##### Listing #####
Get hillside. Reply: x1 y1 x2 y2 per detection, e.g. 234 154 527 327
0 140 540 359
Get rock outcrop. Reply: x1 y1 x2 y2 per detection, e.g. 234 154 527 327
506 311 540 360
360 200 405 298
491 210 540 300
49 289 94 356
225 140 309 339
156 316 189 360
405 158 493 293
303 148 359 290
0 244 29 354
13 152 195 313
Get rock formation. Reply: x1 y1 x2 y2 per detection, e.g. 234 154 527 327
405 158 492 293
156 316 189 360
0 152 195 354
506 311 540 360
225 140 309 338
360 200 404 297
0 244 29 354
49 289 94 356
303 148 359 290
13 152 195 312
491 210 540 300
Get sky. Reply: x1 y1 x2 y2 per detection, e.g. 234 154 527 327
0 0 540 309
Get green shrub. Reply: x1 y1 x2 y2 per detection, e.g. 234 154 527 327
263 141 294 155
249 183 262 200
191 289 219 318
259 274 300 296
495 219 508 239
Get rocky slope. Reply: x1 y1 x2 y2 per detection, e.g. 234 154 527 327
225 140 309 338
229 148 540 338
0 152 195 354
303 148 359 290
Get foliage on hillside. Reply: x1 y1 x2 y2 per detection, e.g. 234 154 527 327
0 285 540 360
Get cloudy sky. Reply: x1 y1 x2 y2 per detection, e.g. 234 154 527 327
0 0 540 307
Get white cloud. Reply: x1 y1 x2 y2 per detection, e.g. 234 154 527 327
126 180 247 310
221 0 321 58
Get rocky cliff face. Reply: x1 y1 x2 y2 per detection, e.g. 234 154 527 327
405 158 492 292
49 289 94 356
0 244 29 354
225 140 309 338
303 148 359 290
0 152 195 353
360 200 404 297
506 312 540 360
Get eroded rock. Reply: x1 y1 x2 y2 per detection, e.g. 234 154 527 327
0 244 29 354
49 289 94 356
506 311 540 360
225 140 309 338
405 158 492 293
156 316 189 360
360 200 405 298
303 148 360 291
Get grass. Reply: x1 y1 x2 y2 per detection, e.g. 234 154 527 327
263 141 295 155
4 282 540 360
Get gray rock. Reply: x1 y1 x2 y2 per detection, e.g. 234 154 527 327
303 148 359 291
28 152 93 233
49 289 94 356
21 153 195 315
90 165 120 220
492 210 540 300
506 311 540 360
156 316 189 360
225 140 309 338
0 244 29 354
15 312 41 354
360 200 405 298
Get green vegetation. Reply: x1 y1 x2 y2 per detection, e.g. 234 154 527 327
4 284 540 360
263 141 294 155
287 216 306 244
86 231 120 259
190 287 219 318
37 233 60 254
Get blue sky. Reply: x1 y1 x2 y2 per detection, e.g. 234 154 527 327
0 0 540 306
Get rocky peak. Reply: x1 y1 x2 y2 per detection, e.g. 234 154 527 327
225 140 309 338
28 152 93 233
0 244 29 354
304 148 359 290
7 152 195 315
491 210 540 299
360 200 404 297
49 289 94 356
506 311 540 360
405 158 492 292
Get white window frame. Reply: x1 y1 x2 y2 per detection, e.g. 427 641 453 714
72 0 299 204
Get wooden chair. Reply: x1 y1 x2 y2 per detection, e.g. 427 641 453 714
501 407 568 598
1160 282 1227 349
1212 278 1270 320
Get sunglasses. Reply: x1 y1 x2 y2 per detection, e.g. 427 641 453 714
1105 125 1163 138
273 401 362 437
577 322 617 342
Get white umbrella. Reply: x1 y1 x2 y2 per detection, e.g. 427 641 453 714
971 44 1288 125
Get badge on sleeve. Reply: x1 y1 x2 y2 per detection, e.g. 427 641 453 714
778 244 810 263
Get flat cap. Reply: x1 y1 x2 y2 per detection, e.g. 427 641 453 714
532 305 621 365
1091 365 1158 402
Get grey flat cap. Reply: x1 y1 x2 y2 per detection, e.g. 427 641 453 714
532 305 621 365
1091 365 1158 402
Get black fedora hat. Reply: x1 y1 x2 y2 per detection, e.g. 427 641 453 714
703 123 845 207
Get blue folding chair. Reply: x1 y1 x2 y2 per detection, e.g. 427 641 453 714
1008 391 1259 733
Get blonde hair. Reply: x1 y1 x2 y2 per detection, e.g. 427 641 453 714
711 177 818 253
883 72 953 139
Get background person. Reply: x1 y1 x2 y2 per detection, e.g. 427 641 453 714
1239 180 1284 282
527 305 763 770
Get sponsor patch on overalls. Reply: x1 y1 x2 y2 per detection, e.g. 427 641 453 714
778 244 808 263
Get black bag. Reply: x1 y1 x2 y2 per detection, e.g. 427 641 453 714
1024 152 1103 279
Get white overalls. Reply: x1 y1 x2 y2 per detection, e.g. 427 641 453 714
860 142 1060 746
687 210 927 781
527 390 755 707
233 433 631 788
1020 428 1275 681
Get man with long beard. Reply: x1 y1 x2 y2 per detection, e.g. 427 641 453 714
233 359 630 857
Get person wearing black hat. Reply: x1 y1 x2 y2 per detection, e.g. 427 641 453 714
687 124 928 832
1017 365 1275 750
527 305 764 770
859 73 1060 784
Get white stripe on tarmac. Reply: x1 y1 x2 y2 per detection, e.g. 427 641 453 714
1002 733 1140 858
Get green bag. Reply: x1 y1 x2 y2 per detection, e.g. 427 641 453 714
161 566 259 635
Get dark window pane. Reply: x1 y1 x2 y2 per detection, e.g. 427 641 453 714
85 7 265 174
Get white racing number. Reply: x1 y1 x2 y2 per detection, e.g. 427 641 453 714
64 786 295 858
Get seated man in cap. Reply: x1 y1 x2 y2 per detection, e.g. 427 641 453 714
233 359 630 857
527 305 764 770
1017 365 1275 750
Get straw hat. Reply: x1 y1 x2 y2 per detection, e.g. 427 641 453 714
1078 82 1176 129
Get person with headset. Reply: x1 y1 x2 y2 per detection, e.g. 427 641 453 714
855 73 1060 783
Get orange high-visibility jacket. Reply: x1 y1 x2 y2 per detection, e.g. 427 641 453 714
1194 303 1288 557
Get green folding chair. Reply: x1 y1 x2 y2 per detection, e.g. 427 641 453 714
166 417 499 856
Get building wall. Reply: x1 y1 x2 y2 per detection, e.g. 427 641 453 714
#####
Problem details: Copy every row above verbatim, with no changes to wording, spacing, or numbers.

The result:
Get hillside. Reply: x1 y1 x2 y2 per detection, e.g. 234 154 527 327
0 140 540 359
Get rock outcrop. Reply: x1 y1 x2 y2 per detection, e.g. 234 154 527 327
506 311 540 360
360 200 405 298
491 210 540 300
49 289 94 356
225 140 309 339
156 316 189 360
405 158 493 293
303 148 359 290
0 244 29 354
13 152 195 313
Get rock formation. Reply: x1 y1 x2 y2 per detection, e.g. 234 154 527 327
405 158 492 293
156 316 189 360
0 152 195 354
506 311 540 360
225 140 309 338
360 200 404 297
0 244 29 354
49 289 94 356
303 148 359 290
13 152 195 312
491 210 540 300
Get sky. Reply: x1 y1 x2 y2 per detection, e.g. 234 154 527 327
0 0 540 309
Get green shrub. Reply: x1 y1 x2 y2 per detection, e.g. 234 154 527 327
263 141 294 155
249 183 262 200
191 289 219 318
259 274 300 296
495 219 508 239
Get rocky slope. Reply: x1 y1 x2 y2 per detection, e.g. 234 154 527 327
225 140 309 338
229 148 540 338
0 152 195 354
303 148 359 290
Get foliage on hillside. Reply: x1 y1 x2 y2 per detection, e.g. 234 154 527 327
0 285 540 360
Get cloudy sky. Reply: x1 y1 x2 y2 per detection, e.g. 234 154 527 327
0 0 540 307
Get white cloud. Reply: x1 y1 x2 y2 per detection, e.g. 234 154 527 327
126 180 247 310
221 0 321 58
Get rocky cliff face. Reply: x1 y1 x2 y2 per detection, e.g. 234 154 527 327
405 158 492 292
49 289 94 356
0 244 29 354
225 140 309 338
303 148 359 290
0 152 195 353
360 200 404 297
506 312 540 360
Get eroded rock. Reply: x1 y1 x2 y2 per detection, e.g. 234 154 527 327
0 244 29 354
49 289 94 356
506 311 540 360
225 140 309 338
405 158 492 293
156 316 189 360
360 200 405 298
303 148 360 291
Get grass. Reply: x1 y1 x2 y2 per detection, e.g. 234 154 527 327
263 141 295 155
4 282 540 360
Get gray rock. Reply: x1 y1 x2 y2 per detection, e.g. 234 154 527 327
303 148 359 291
28 152 93 233
49 289 94 356
21 153 195 315
90 165 120 220
492 210 540 300
506 311 540 360
156 316 189 360
225 140 309 338
0 244 29 354
15 312 41 354
360 200 405 298
Get green vegetation. Reply: x1 y1 x2 y2 per detection, e.g. 234 154 527 327
4 284 540 360
263 141 294 155
287 216 306 244
86 231 120 259
190 287 219 318
37 233 60 254
Get blue sky. Reply: x1 y1 x2 y2 per detection, e.g. 234 154 527 327
0 0 540 306
Get rocky peak. Reply: x1 y1 x2 y2 per detection, e.g. 234 154 527 327
225 140 309 338
28 152 93 233
0 244 29 354
304 148 359 290
7 152 195 315
491 210 540 299
360 200 404 297
49 289 94 356
506 311 540 360
405 158 492 292
Get white window frame. Reply: x1 y1 x2 y2 per detection, e.g. 427 641 453 714
72 0 299 204
Get wooden chair. Reply: x1 y1 x2 y2 per detection, e.g. 427 641 453 714
501 407 568 598
1160 282 1227 349
1212 278 1270 320
Get sunglasses. Reply: x1 y1 x2 y2 per detection, e.g. 427 641 453 714
1105 125 1163 138
273 401 362 437
577 322 617 342
Get white umbrella. Reply: x1 y1 x2 y2 per detection, e.g. 427 641 453 714
971 44 1288 125
Get badge on sleeve. Reply: x1 y1 x2 y2 per detection, e.g. 427 641 453 714
778 244 810 263
Get flat cap. Reply: x1 y1 x2 y2 per detection, e.g. 427 641 453 714
532 305 621 365
1091 365 1158 402
Get grey flat cap. Reply: x1 y1 x2 y2 per detection, e.g. 427 641 453 714
532 305 621 365
1091 365 1158 402
Get black fedora hat. Reply: x1 y1 x2 y2 per detection, e.g. 427 641 453 714
703 123 845 207
Get blue folding chair. Reply: x1 y1 x2 y2 per detection, e.g. 427 641 453 714
1008 391 1259 733
Get blonde hair. Reply: x1 y1 x2 y2 per detection, e.g. 427 641 453 714
711 177 818 253
883 72 953 139
Get background person. Reply: x1 y1 x2 y2 per detection, e.g. 427 641 453 714
1239 180 1284 282
527 305 763 770
Get sponsor patch on overalls. Reply: x1 y1 x2 y2 per detection, e.g. 427 641 453 714
778 244 808 263
Get black bag. Reply: x1 y1 x2 y2 per detection, e.g. 427 641 453 714
1024 152 1103 279
Get white overalls. Reply: x1 y1 x2 y2 per detection, e.g. 427 641 453 714
860 142 1060 746
687 210 927 781
527 390 755 707
233 433 631 788
1020 428 1275 681
Get man with long beard. Reply: x1 y1 x2 y2 per detection, e.g. 427 641 453 714
233 359 630 857
Get person wearing black hat. Reply: x1 y1 x2 y2 per detection, e.g. 427 641 453 714
687 124 928 832
1017 365 1275 750
527 305 764 770
859 73 1060 784
Get white stripe on tarmac. Reply: x1 y1 x2 y2 per detection, e.g. 427 641 453 714
1002 733 1140 858
Get green bag. Reply: x1 y1 x2 y2 per detection, e.g. 427 641 453 714
161 566 259 635
Get dark window pane. Reply: x1 y1 x2 y2 per detection, e.g. 427 641 453 714
85 7 265 174
Get white racing number. Reply: x1 y1 x2 y2 per detection, e.g. 427 641 453 714
64 786 295 858
Get seated man in cap. Reply: x1 y1 x2 y2 per detection, e.g. 427 641 453 714
233 359 630 857
527 305 764 770
1017 365 1275 750
Get straw hat. Reply: x1 y1 x2 y2 per detection, e.g. 427 641 453 714
1078 82 1176 129
Get person with headset. Reply: x1 y1 x2 y2 per detection, e.g. 427 641 453 714
855 73 1060 783
Get orange high-visibility jacket. Reply: x1 y1 x2 y2 per detection, e.g. 427 641 453 714
1194 303 1288 557
Get green folding chair. Reply: x1 y1 x2 y2 per detection, e.g. 427 641 453 714
166 417 499 856
Get building wall. Reply: x1 y1 x2 y2 per detection, e.g. 427 641 453 714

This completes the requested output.